What you will do
Format every line of the records below as a JSON list of strings, one string per line, skipping blank lines and leaving out the pictures.

Extracted records
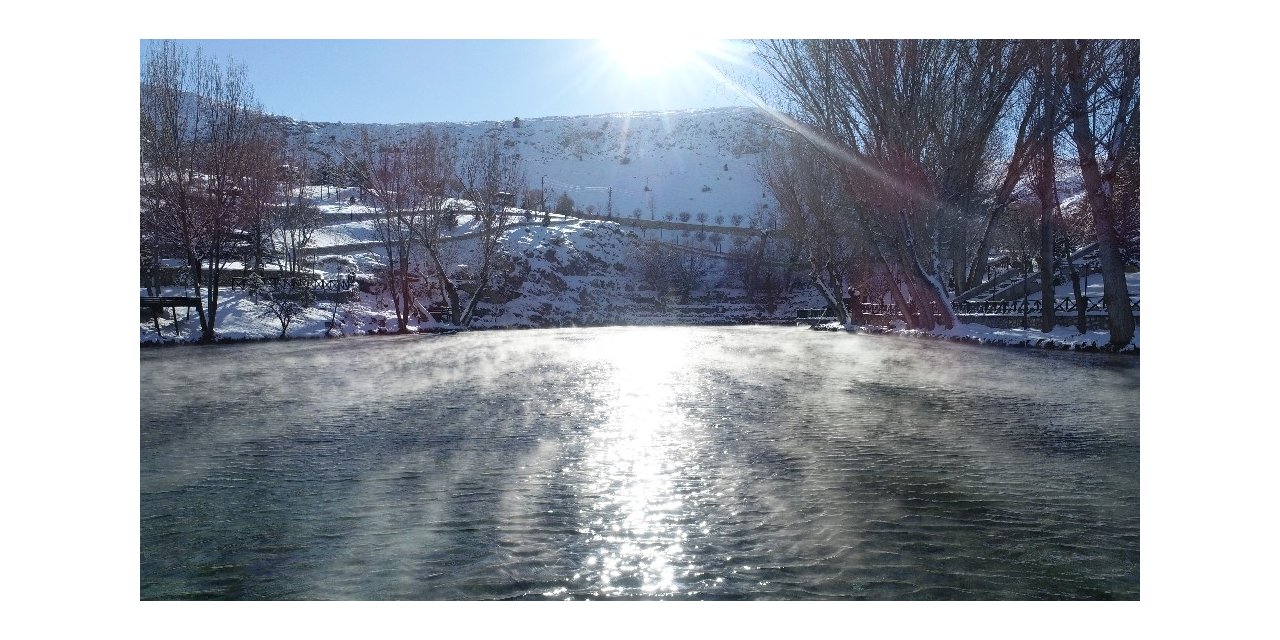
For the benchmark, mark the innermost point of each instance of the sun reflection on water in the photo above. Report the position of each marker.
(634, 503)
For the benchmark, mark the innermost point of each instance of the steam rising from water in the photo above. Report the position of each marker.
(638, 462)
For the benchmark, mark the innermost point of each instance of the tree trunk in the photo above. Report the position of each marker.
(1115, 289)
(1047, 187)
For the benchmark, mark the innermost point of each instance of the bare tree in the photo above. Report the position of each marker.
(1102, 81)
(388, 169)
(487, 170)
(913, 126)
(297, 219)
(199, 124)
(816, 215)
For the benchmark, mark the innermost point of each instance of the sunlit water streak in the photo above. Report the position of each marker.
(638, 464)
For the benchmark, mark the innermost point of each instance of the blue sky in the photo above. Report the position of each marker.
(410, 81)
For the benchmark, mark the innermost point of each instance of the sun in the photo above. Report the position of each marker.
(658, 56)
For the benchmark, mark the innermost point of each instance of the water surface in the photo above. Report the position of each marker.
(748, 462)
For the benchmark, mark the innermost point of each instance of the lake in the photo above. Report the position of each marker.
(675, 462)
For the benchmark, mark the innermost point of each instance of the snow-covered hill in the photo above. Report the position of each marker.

Final result
[
  "For the benchmark, mark the innermost point of each instance of the sun reflection on water in the photo above. Report the position of each marker.",
  "(634, 503)",
  "For the benchmark, mark the innermost point of each instance of the steam rising from water in the photo above. Report the position of each marker.",
  "(638, 462)",
  "For the benchmark, mark the innermost point of each instance of the tree trunk in the photo above. Report the position of each marker.",
  "(1115, 289)",
  "(1047, 187)",
  "For the benchmark, mark the innermost point of each instance of the bare tree in the photo above. Report the position of each marker.",
  "(1102, 81)",
  "(388, 169)",
  "(487, 170)",
  "(913, 126)",
  "(297, 219)",
  "(199, 124)",
  "(816, 215)",
  "For the benchmark, mark the innermost point of each instance of the sunlit water streak in the photo above. Report the position of each marker.",
  "(638, 464)",
  "For the benchmark, mark the innermost point of each instance of the blue sky in the photo above. Report the position of each marker.",
  "(410, 81)",
  "For the benchmark, mark the innermost point of each instance of the sun in the photo above. Report the position of each marker.",
  "(658, 56)",
  "For the benchmark, mark the innermost point of each instance of the water surface in the photo above. Report the position of each marker.",
  "(748, 462)",
  "For the benchmark, mark the innermost point of each instance of the lake in the photo above. Report the position of each marker.",
  "(675, 462)",
  "For the benchmark, mark the innermost point of each instance of the snow-covered hill in the photo above. Report the position of each marker."
]